* Required task *
Please reproduce all of the data below word for word, keeping every line in its original order.

* Given records *
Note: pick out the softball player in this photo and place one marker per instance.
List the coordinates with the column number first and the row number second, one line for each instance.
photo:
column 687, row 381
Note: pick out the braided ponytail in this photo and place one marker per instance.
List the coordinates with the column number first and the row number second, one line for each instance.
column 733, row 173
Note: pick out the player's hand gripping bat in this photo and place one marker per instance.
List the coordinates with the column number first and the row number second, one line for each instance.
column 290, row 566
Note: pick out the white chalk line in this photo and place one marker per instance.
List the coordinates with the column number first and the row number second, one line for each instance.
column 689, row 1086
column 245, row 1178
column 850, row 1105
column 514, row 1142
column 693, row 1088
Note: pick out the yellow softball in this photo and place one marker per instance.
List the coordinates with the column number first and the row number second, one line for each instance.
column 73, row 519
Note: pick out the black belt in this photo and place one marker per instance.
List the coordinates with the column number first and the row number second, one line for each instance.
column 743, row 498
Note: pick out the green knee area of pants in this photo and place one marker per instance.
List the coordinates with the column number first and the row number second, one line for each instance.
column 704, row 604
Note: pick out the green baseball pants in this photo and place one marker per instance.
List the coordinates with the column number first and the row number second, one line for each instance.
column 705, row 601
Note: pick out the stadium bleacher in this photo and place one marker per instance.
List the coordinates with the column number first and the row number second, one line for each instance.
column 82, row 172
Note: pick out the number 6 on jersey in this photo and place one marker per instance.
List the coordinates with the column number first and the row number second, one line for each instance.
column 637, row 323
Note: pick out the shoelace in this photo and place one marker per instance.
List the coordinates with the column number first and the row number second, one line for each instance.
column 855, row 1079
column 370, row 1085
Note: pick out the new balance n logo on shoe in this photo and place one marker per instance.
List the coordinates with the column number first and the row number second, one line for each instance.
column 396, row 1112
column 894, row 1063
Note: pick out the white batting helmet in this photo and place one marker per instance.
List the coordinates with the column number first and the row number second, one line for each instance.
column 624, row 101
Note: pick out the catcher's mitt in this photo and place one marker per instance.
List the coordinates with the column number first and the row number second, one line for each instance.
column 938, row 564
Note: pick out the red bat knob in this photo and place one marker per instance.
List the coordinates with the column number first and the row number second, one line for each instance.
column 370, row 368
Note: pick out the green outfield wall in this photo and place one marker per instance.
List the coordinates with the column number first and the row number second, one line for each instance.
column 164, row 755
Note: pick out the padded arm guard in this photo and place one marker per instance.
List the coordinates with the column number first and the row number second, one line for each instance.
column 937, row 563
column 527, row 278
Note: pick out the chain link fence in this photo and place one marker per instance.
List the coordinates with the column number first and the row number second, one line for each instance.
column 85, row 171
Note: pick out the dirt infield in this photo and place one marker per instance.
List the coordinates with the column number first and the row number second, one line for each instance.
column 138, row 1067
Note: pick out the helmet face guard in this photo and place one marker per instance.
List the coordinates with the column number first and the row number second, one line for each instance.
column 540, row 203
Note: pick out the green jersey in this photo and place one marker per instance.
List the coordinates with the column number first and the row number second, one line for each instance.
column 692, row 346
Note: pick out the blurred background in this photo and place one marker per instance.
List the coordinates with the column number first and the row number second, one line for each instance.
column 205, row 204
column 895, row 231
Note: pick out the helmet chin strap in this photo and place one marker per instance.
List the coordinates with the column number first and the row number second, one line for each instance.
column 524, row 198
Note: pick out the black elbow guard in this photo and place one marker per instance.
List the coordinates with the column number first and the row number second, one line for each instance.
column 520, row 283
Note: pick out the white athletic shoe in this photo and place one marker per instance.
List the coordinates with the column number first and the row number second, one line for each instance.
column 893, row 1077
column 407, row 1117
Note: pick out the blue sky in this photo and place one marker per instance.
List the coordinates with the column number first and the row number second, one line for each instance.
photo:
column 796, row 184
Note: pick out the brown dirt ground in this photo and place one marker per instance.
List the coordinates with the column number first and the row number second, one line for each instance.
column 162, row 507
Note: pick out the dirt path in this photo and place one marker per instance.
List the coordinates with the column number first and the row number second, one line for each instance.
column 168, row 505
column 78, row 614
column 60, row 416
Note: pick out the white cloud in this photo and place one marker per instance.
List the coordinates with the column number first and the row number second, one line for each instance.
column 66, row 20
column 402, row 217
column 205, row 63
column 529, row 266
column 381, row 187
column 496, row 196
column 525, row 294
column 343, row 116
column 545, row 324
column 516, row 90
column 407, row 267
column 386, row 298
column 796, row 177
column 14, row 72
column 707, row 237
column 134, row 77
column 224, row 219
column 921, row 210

* Written solution *
Note: pick out the softball player in this photo and place one marker per instance.
List the coordinates with the column number first and the row number second, one line for each instance.
photo:
column 687, row 381
Note: pick out the braided ponytail in this photo and place one marker per instance.
List the coordinates with the column number first and the row number second, one line for each instance.
column 733, row 173
Note: pick out the player's hand gripping bat in this photo and place one marker per instance.
List the coordinates with the column number first and the row number second, one line for each instance.
column 290, row 566
Note: pick out the white chalk line in this photo and place one marker per instance.
List the coordinates with the column number first and the row number second, one line for each instance.
column 689, row 1086
column 245, row 1178
column 850, row 1105
column 514, row 1142
column 693, row 1088
Note: pick out the yellow softball in this photo and place one marker per instance.
List the coordinates with the column number first and the row number second, one line for each instance.
column 73, row 519
Note: pick out the black belt in this photo and place one marker per instance.
List the coordinates with the column number first and the row number second, one line for each instance.
column 743, row 498
Note: pick out the green knee area of pants in this photo and place one marker per instance.
List the coordinates with the column number first and the row number second, one line for each instance.
column 704, row 604
Note: pick out the green baseball pants in this photo and place one marker per instance.
List the coordinates with the column number first and the row number second, one line for each instance.
column 705, row 601
Note: pick out the stadium bleacher in this photo and place one marker per instance.
List the coordinates with the column number first and the row number second, one line for each instance.
column 82, row 172
Note: pick out the number 6 on jersey in this photo and place one marker per instance.
List the coordinates with the column number first and the row number second, one line for each instance.
column 637, row 323
Note: pick out the shoelace in this photo and place one marker per instance.
List the coordinates with the column number first and the row number second, one line for each instance.
column 855, row 1079
column 370, row 1085
Note: pick out the new balance n logo on shoe in this photo and place one marker per instance.
List the coordinates with the column number first and the row number second, one line for each instance.
column 396, row 1112
column 894, row 1063
Note: pick out the white batting helmet in this photo and place one marker per instance.
List the coordinates with the column number first and the row number second, one line for each instance.
column 624, row 101
Note: pick out the catcher's mitt in this photo and place one marker per instance.
List the coordinates with the column number first and the row number second, one line for each instance.
column 938, row 564
Note: pick out the red bat knob in this photo and place one marker per instance.
List the coordinates with the column number first and the row number second, one line for each instance.
column 370, row 368
Note: pick out the green outfield wall in this photo and place one marker per instance.
List the coordinates with the column number first and the row number second, one line for each instance.
column 164, row 755
Note: pick out the padded arm guard in this photo and place one marker per instance.
List the coordinates with the column number first and the row number second, one line for each instance.
column 937, row 563
column 527, row 278
Note: pick out the chain link fence in this photo and place one marker per instance.
List the coordinates with the column number first and the row number second, one line for each instance.
column 85, row 171
Note: pick out the dirt infield in this photo and place one marker per instance.
List the coordinates with the column number first and the row number second, one line for each instance.
column 138, row 1067
Note: pick out the helmet face guard in this photo and place one marker per instance.
List the coordinates with the column number first and the row number second, one line for each instance.
column 540, row 203
Note: pick out the green jersey in this photo and place one marker per instance.
List the coordinates with the column number first and the row number second, one line for each instance.
column 692, row 346
Note: pick out the blurred background in this photo and place one marker per instance.
List the coordinates with the column number first and the row number second, one line for each instance.
column 205, row 204
column 895, row 231
Note: pick out the helmet chin strap in this photo and place one marker per instance.
List the coordinates with the column number first and the row number second, one line for each instance.
column 524, row 198
Note: pick out the black elbow guard in this photo and place one marker per instance.
List the coordinates with the column number first and the row number second, one line for each instance.
column 520, row 283
Note: pick out the white athletic shoe in this photo and place one marker per instance.
List the coordinates with the column number first and the row number second, one line for each instance.
column 893, row 1077
column 407, row 1117
Note: pick out the blue sky in this photo and place one marker per instance.
List the coordinates with the column number first and the row number second, one line for each instance.
photo:
column 796, row 184
Note: pick out the brown dirt ground in this photo and place one marker per instance.
List the coordinates with the column number first and the row number second, one line for each instance.
column 162, row 507
Note: pick out the dirt path in this photo and place one marker per instance.
List the coordinates with the column number first and the row number second, one line for each instance.
column 168, row 505
column 78, row 614
column 60, row 416
Note: pick out the white cloud in this photo and place one marker per instance.
List the coordinates with the column number first and the row number second, one line for each instance.
column 66, row 20
column 402, row 217
column 205, row 63
column 529, row 266
column 381, row 187
column 496, row 196
column 525, row 294
column 343, row 116
column 545, row 324
column 516, row 90
column 407, row 267
column 386, row 298
column 796, row 177
column 14, row 72
column 707, row 237
column 134, row 77
column 224, row 219
column 921, row 210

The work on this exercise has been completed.